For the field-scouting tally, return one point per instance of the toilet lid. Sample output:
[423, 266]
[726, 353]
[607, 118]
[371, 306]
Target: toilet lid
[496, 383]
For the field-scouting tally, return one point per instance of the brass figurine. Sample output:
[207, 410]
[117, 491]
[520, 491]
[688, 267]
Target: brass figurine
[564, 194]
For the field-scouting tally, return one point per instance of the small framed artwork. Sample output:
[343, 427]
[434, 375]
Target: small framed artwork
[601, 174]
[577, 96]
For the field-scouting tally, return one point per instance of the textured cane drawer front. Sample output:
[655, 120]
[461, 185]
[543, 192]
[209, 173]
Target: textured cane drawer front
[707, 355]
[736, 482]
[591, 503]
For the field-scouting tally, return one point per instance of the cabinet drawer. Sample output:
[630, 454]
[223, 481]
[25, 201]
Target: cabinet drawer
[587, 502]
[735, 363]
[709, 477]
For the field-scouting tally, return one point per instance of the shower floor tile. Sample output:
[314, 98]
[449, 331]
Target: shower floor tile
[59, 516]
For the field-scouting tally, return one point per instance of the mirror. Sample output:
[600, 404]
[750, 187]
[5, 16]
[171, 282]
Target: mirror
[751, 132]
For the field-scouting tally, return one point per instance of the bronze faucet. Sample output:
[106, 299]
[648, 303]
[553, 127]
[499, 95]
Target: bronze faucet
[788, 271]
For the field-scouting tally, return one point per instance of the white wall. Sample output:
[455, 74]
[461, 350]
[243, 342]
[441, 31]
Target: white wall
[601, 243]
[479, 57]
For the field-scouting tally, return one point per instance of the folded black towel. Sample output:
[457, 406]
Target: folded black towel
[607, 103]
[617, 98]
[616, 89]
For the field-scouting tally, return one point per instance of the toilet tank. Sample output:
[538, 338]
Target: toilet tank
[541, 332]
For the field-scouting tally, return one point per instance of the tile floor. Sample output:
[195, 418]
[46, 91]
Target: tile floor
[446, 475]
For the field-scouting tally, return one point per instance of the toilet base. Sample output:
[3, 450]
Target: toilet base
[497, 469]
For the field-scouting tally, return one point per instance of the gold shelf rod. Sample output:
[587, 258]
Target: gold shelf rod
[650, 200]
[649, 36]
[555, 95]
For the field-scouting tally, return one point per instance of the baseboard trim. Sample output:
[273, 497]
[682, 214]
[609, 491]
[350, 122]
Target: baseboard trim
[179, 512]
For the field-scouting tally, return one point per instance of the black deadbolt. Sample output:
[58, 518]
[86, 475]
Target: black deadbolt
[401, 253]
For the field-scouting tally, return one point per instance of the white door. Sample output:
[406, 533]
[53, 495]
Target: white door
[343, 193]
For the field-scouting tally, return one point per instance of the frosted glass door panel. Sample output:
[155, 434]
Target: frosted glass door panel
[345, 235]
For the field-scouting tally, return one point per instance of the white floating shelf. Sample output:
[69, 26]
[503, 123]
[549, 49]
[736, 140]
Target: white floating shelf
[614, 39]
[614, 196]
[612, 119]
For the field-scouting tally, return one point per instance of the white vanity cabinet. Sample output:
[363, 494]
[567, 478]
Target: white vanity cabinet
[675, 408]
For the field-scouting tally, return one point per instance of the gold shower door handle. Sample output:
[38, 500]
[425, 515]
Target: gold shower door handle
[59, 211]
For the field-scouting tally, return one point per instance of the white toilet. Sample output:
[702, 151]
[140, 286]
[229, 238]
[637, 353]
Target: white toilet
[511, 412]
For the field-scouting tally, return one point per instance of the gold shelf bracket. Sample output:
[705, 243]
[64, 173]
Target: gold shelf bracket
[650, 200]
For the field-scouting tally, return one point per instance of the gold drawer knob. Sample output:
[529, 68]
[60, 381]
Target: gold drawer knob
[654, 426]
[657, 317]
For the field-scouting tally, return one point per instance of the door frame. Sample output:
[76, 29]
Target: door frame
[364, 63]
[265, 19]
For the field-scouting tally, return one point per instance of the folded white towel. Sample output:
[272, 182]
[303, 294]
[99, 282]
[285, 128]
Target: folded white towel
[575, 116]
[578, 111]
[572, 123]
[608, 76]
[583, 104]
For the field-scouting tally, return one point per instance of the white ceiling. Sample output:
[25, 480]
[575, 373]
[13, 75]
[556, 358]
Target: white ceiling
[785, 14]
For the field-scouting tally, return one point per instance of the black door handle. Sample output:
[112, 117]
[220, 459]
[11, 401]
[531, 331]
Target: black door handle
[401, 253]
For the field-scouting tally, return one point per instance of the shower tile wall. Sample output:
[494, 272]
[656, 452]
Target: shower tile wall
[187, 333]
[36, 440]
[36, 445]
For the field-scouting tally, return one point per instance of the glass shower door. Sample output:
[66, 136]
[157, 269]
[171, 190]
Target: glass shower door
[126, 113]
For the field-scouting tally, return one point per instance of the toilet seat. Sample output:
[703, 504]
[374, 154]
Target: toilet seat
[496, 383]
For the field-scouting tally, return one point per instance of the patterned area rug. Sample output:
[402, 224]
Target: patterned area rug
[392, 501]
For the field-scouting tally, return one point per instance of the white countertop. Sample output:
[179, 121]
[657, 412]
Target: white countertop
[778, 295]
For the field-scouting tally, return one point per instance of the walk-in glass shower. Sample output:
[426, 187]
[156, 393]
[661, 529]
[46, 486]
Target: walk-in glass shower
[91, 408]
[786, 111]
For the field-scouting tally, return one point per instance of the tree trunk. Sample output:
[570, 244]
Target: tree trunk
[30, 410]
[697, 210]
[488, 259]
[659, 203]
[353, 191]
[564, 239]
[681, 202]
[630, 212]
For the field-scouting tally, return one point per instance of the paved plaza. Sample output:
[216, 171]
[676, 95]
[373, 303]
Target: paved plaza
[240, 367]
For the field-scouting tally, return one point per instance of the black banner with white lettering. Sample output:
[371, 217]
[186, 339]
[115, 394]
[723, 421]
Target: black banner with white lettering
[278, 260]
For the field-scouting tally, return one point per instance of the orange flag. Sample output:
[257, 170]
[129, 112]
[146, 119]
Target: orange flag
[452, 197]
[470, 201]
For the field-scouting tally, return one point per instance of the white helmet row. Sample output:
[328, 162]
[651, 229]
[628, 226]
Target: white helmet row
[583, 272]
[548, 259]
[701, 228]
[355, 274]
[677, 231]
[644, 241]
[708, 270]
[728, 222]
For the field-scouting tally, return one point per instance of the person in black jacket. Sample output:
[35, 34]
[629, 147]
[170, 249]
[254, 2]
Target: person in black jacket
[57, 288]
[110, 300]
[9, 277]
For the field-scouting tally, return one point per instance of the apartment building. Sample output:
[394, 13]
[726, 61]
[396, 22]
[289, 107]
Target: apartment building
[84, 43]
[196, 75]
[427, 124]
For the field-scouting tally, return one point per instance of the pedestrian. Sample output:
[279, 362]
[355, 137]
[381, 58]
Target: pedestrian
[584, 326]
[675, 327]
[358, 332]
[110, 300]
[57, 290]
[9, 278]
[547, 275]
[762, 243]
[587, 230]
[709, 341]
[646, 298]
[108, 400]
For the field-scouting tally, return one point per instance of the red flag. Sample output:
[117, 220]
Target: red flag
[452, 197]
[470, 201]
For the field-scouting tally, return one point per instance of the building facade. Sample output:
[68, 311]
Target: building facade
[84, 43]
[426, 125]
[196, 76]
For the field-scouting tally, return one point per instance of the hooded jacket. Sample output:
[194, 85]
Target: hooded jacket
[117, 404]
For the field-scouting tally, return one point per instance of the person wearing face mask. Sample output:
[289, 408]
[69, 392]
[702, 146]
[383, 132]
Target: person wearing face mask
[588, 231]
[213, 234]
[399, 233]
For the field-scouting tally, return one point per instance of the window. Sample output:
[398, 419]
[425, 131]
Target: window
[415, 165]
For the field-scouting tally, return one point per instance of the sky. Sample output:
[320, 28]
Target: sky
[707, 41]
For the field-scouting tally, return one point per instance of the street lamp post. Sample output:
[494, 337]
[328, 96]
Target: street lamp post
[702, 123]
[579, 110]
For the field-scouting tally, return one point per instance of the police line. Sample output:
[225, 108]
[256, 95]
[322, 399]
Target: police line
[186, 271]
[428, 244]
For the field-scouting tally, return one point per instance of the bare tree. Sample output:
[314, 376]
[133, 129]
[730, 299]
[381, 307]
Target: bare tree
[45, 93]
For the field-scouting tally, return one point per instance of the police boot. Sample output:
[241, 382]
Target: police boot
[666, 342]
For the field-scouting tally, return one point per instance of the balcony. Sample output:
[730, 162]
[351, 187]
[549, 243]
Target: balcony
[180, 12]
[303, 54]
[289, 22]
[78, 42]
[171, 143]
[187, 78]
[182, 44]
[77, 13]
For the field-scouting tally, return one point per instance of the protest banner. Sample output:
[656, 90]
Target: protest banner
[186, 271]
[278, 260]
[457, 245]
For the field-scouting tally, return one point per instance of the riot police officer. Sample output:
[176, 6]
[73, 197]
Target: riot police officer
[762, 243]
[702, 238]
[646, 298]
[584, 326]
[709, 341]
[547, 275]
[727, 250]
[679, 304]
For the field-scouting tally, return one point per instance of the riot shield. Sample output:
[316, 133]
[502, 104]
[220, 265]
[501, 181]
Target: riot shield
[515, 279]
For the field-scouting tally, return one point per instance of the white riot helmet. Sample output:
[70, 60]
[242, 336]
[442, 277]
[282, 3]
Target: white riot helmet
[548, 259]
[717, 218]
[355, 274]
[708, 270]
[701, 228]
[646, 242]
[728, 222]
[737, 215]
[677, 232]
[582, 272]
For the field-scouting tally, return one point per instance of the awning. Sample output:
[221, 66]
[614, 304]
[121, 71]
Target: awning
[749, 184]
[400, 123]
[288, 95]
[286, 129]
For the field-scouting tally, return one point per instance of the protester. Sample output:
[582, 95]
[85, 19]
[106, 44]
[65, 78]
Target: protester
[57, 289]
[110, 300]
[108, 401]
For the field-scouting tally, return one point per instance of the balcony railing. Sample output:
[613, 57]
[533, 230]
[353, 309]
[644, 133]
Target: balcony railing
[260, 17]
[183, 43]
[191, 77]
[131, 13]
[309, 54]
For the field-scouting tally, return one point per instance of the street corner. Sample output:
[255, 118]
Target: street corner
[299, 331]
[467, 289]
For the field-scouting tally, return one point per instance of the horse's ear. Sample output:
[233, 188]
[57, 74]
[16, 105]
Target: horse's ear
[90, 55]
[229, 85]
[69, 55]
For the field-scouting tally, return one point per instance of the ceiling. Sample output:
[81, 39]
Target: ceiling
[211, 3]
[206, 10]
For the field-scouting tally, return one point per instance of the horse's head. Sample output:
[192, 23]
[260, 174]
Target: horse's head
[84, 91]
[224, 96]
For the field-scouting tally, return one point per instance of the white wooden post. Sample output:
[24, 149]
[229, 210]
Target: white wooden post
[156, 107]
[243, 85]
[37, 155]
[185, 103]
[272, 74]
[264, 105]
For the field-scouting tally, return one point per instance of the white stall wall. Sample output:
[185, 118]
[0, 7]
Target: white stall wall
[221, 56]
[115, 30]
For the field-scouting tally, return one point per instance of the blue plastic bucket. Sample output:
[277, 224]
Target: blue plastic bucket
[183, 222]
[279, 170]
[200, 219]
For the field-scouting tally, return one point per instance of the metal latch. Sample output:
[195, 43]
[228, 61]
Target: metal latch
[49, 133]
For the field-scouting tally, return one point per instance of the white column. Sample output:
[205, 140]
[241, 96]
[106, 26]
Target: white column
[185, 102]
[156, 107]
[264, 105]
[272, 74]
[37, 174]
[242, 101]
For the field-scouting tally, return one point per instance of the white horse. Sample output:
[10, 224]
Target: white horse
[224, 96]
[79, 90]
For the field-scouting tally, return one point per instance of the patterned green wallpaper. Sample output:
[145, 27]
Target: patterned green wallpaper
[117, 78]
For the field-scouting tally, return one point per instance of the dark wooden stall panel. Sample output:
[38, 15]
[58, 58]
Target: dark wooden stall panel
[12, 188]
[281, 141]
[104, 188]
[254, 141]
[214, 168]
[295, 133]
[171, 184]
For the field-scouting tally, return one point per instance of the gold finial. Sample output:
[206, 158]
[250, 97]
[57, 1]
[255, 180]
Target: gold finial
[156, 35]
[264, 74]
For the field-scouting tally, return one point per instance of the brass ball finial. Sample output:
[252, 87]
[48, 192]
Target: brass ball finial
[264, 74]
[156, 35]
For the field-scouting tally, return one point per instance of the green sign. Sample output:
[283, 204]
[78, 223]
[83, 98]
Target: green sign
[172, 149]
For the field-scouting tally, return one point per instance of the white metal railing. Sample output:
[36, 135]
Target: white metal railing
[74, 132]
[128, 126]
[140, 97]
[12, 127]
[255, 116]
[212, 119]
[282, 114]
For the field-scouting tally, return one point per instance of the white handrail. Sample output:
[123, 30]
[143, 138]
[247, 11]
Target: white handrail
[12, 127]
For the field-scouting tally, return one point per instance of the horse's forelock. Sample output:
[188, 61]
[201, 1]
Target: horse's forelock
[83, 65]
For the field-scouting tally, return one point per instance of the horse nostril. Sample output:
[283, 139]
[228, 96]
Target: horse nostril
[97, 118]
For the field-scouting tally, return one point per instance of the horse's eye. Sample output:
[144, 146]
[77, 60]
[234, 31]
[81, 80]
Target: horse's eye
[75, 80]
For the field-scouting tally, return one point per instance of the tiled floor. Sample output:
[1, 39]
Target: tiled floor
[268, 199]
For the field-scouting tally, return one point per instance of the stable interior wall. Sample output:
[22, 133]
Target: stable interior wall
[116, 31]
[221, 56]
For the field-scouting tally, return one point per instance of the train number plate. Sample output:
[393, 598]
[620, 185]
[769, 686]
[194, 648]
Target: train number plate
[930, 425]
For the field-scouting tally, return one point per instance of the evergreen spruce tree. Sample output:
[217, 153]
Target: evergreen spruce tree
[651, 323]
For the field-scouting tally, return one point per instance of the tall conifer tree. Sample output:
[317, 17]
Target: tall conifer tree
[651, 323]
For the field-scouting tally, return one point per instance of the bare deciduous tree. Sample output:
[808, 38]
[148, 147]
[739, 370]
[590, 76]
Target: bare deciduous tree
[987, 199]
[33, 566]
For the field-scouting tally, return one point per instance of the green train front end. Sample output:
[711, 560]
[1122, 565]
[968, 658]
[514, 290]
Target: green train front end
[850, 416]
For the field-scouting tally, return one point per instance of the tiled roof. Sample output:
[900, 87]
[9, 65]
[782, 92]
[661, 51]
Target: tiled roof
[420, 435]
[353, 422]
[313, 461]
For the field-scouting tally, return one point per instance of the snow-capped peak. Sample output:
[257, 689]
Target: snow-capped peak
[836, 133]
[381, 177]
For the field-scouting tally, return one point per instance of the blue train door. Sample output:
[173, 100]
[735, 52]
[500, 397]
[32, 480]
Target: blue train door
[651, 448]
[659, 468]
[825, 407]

## What you should do
Copy out exactly the lines from the one containing "[1122, 565]" through the last line above, keeping both end lines.

## Response to the exercise
[1122, 565]
[968, 658]
[514, 290]
Target: green train front end
[850, 416]
For the field-scouting tally, return one point per instance of the tiled roof. Sample output:
[900, 87]
[9, 65]
[782, 92]
[661, 51]
Target: tiled roof
[420, 435]
[353, 422]
[313, 461]
For the field-scouting tally, return one point per instance of the snow-capped peak. Sample output:
[257, 689]
Target: snow-capped peak
[836, 133]
[381, 177]
For the field-scouting tally, return one point per instance of the blue train door. Sample output:
[173, 100]
[735, 52]
[500, 397]
[32, 480]
Target: blue train door
[651, 448]
[659, 468]
[825, 407]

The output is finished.